* EXCERPTED RECORDS *
----------------------------------------

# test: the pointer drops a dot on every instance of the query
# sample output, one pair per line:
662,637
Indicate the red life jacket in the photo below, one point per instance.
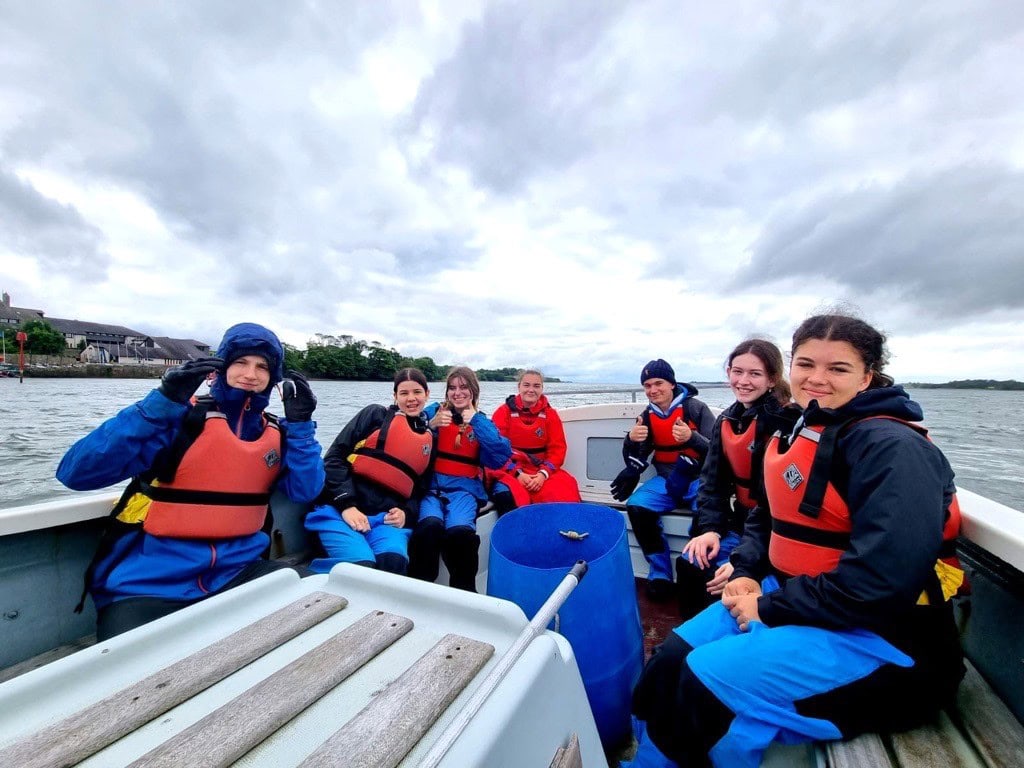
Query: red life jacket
666,448
738,451
220,487
394,456
462,460
811,522
528,431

----------------------------------------

* WHAT YOU WILL DO *
Pull every line of the rows above into your answer unchanged, leaving out the pictures.

* TASK ANSWER *
# test: the pointer drops a dot on every instance of the query
# sample output, one pair per line:
662,637
Indicate the red life jacket in the photo below, one point per instance.
Query: red life jacket
666,448
738,451
220,487
394,456
462,460
811,522
528,431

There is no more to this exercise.